Tampilkan postingan dengan label Christina Hodson. Tampilkan semua postingan
Tampilkan postingan dengan label Christina Hodson. Tampilkan semua postingan

BIRDS OF PREY (AND THE FANTABULOUS EMANCIPATION OF ONE HARLEY QUINN) (2020)

Menilik cara bertuturnya, Birds of Prey (and the Fantabulous Emancipation of One Harley Quinn) bukan film tim pahlawan super tradisional. Bukan karena narasi non-linear, pemakaian teknik breaking the fourth wall, atau eksplorasi gaya-gaya unik lain. Faktor pembedanya adalah keterlibatan Harley Quinn (Margot Robbie), karakter yang—meski sempat beberapa kali bersinggungan—sejatinya tidak termasuk anggota tim Birds of Prey. Bukankan itu sebatas alasan finansial mengingat sejak Suicide Squad empat tahun lalu, sosoknya jadi bankable?

Jelas ada unsur tersebut, tapi berbeda dengan Joker di Suicide Squad, Christina Hodson (Bumblebee) selaku penulis naskah mampu membuat keberadaan Harleen Quinzel faktor integral dalam terbentuknya Birds of Prey.  Sebagaimana judulnya, terdapat dua kisah, dengan bersatunya para jagoan wanita berkat “the fantabulous emancipation of one Harley Quinn” sebagai poros utama.

## PETUNJUK PENGERJAAN
Salin ulang bagian ulasan film Birds of Prey di atas mulai dari "Menilik cara bertuturnya, Birds" sampai dengan "sosoknya jadi bankable?" tanpa mengubah satu kata pun.

## ENTRI DATA
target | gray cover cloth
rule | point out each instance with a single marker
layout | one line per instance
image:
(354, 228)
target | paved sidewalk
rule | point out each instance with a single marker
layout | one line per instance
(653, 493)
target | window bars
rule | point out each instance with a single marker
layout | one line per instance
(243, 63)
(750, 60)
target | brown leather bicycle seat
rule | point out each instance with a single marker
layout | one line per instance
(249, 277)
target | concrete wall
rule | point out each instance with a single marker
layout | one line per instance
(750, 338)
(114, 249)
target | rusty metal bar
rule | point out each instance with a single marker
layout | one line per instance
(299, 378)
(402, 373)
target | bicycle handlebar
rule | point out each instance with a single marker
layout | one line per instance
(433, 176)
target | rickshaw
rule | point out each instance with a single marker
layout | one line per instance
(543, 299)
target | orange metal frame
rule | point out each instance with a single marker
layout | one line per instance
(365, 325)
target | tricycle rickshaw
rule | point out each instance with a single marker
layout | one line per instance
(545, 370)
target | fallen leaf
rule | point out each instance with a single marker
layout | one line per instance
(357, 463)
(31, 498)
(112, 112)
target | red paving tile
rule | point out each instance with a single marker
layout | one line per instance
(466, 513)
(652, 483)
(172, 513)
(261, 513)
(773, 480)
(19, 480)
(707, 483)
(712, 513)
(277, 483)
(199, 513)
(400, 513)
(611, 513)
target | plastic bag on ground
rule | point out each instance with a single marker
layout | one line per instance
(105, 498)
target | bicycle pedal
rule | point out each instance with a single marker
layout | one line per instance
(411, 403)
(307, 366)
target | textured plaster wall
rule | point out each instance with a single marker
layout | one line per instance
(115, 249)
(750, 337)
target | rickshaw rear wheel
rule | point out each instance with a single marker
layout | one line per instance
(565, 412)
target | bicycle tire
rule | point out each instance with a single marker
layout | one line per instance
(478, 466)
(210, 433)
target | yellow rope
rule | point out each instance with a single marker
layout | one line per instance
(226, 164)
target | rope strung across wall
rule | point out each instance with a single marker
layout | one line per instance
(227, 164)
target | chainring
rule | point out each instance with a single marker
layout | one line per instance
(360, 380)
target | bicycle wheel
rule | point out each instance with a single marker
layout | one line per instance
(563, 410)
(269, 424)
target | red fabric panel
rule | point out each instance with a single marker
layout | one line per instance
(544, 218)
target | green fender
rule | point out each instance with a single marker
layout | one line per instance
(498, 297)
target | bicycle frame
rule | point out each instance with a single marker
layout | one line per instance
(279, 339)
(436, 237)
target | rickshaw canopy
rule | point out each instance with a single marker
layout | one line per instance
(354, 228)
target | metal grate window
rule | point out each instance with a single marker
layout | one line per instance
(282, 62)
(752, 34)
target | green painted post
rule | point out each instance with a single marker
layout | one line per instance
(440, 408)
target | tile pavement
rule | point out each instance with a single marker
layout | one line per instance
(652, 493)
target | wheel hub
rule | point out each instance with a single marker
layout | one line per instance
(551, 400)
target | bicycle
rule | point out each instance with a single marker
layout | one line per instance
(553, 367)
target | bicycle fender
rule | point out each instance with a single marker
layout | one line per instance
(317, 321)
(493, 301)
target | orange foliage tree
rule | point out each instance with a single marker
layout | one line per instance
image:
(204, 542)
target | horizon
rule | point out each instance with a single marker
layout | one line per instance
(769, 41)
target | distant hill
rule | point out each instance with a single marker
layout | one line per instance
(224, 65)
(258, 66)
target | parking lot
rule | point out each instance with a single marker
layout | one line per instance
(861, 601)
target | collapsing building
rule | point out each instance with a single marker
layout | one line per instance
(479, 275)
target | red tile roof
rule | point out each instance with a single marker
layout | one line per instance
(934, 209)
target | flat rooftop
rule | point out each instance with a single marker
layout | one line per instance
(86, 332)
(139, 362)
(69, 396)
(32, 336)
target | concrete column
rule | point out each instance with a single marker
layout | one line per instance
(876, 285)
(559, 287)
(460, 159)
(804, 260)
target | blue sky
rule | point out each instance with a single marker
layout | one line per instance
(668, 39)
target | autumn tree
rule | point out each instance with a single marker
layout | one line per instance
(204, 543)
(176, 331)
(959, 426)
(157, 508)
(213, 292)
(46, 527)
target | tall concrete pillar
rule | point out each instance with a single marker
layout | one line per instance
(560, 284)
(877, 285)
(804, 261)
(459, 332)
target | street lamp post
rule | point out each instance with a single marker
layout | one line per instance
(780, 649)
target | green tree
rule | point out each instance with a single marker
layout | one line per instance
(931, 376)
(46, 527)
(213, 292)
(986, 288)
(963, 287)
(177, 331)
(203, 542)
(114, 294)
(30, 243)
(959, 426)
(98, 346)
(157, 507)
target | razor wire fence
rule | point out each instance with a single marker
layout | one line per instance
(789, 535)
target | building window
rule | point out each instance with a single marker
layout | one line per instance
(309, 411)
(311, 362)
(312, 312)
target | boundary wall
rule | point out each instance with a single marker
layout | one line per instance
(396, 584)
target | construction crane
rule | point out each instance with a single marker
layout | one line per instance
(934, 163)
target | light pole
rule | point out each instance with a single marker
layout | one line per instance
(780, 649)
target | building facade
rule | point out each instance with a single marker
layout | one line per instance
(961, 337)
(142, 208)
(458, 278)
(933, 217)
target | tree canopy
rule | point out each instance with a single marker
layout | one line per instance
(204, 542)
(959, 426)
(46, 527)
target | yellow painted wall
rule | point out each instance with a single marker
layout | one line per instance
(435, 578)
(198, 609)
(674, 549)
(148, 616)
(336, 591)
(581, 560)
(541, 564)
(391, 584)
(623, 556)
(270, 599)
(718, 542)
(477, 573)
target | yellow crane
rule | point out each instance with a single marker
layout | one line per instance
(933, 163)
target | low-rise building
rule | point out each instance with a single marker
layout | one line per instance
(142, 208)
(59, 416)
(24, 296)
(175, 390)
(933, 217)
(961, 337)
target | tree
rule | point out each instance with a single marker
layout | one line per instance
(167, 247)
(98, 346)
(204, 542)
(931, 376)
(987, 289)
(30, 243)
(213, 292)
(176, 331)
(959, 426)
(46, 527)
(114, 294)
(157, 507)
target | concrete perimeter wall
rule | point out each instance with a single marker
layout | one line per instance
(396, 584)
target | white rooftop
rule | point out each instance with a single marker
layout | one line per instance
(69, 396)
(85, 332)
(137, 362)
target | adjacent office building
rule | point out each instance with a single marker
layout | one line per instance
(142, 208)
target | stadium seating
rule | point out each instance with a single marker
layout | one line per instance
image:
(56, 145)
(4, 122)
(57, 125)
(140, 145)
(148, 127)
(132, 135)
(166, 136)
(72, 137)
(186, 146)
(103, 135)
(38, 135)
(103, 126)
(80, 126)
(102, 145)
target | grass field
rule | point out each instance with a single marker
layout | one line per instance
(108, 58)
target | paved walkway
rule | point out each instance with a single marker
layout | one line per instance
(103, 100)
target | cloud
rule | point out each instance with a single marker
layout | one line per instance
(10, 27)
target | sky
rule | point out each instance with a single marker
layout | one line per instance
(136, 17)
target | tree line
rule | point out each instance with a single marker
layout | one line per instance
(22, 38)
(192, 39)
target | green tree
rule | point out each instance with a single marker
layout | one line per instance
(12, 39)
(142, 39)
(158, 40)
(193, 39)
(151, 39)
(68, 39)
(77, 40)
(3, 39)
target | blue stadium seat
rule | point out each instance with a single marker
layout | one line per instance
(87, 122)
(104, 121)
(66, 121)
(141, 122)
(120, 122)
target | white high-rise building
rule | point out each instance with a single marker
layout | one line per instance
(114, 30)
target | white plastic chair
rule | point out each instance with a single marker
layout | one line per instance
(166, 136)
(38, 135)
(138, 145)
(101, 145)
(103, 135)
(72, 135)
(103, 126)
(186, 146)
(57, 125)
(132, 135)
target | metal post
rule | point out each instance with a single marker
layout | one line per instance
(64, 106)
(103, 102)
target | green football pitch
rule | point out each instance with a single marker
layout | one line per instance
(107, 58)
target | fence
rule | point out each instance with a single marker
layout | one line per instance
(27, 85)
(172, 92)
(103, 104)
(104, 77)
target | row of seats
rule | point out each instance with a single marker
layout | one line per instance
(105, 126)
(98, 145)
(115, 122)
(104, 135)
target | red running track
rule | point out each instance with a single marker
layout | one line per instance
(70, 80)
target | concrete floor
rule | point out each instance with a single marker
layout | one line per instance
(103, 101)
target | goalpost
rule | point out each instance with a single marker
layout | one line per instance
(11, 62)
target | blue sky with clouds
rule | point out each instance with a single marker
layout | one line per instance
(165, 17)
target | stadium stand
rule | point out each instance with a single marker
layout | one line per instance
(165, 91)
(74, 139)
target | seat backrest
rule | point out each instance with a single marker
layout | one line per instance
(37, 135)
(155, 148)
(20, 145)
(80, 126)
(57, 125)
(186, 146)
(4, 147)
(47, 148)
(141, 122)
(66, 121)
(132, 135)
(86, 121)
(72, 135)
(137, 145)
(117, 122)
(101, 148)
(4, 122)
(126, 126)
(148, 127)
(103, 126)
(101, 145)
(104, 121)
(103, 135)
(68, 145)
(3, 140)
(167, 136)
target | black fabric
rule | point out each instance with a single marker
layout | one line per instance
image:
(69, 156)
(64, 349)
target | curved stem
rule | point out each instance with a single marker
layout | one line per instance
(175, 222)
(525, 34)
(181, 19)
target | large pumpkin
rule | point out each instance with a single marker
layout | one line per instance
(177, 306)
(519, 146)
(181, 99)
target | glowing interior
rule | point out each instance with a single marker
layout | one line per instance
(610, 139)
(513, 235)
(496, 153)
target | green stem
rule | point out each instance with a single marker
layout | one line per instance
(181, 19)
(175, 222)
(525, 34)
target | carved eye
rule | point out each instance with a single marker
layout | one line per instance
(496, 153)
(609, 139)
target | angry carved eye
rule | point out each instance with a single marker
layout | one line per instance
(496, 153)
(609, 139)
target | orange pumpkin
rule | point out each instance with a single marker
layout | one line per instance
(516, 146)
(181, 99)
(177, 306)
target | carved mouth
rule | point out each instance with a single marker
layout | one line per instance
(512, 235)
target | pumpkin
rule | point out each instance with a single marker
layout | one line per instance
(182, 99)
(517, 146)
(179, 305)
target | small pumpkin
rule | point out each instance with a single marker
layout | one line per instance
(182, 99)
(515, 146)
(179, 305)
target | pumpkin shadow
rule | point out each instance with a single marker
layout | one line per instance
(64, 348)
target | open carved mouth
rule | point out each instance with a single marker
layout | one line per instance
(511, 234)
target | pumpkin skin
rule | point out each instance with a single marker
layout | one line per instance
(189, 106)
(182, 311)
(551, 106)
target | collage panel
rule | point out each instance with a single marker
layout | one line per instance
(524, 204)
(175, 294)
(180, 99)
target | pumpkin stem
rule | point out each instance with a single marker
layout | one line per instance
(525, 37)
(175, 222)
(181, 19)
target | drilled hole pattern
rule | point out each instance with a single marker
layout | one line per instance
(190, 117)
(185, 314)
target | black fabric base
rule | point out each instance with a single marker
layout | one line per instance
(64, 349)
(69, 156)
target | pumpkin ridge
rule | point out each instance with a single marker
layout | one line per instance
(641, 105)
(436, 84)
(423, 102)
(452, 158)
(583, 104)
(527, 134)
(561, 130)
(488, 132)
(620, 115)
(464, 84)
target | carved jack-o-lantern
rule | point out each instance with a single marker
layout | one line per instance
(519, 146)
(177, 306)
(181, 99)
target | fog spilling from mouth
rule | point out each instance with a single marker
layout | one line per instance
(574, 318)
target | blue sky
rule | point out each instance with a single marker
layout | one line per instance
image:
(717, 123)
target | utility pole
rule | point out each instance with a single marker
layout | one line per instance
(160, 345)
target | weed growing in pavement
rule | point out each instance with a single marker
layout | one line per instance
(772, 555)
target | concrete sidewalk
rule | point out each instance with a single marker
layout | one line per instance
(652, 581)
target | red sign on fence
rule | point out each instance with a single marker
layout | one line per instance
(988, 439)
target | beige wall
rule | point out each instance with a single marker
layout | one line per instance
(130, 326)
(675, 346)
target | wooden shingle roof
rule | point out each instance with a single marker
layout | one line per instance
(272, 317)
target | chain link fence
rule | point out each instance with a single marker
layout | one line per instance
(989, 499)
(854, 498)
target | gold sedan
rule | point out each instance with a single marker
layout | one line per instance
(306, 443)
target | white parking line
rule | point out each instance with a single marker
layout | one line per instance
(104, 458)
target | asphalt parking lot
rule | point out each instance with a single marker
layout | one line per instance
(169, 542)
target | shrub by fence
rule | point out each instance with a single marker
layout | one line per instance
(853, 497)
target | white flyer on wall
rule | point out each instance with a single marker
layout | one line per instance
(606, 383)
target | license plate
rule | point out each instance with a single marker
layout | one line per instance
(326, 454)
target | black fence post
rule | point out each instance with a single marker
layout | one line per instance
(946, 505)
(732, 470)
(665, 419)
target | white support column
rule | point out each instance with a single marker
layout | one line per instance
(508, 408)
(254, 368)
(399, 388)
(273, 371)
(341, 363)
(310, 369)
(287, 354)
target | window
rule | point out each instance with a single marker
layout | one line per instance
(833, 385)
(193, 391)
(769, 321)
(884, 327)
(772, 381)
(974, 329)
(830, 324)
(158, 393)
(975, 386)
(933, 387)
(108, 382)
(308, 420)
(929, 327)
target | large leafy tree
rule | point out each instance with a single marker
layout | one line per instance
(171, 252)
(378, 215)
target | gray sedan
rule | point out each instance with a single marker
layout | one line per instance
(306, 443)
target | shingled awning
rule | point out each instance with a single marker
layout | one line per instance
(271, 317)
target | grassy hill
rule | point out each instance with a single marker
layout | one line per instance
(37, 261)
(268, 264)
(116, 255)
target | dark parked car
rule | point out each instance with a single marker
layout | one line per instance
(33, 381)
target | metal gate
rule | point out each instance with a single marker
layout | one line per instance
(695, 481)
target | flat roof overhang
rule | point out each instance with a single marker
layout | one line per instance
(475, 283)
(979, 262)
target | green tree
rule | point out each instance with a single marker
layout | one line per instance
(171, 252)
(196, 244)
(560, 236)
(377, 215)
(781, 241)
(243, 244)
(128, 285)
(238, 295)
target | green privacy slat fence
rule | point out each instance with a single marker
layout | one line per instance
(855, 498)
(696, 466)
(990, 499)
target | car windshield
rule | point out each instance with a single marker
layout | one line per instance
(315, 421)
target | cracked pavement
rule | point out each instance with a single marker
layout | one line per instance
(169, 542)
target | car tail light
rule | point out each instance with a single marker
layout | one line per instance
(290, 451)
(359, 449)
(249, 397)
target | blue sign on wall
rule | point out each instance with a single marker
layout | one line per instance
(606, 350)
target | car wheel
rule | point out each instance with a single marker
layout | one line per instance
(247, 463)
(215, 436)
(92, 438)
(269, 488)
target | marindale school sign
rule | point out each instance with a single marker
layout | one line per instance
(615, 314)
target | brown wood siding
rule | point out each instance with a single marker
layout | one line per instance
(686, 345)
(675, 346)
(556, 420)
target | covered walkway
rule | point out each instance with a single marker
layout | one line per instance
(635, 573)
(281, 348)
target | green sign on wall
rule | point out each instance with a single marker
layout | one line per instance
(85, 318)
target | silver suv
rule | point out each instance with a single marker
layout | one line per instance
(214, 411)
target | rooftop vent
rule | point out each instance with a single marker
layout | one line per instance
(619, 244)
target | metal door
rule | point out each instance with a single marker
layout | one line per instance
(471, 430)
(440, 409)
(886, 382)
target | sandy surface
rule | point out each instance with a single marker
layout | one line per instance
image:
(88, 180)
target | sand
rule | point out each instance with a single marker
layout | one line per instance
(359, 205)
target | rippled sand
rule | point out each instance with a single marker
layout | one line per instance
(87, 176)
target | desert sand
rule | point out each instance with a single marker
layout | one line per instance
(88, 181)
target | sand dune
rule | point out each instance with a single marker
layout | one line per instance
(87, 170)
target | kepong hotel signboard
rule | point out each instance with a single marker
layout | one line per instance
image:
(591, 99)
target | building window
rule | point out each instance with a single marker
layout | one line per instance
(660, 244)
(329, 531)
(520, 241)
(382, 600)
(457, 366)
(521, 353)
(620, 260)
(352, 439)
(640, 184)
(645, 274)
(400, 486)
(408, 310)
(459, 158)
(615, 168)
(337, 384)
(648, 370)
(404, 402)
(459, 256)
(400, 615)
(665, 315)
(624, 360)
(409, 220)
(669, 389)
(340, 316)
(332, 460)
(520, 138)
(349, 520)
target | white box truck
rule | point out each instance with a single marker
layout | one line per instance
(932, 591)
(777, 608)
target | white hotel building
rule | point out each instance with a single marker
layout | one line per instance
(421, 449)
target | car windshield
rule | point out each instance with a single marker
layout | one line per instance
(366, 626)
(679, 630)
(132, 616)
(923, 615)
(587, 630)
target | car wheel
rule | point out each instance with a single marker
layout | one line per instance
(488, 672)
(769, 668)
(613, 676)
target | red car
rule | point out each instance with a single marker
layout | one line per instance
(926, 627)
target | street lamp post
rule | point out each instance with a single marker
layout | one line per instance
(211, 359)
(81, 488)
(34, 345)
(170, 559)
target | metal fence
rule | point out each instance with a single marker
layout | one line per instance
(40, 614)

## JAWABAN SOAL
Menilik cara bertuturnya, Birds of Prey (and the Fantabulous Emancipation of One Harley Quinn) bukan film tim pahlawan super tradisional. Bukan karena narasi non-linear, pemakaian teknik breaking the fourth wall, atau eksplorasi gaya-gaya unik lain. Faktor pembedanya adalah keterlibatan Harley Quinn (Margot Robbie), karakter yang—meski sempat beberapa kali bersinggungan—sejatinya tidak termasuk anggota tim Birds of Prey. Bukankan itu sebatas alasan finansial mengingat sejak Suicide Squad empat tahun lalu, sosoknya jadi bankable?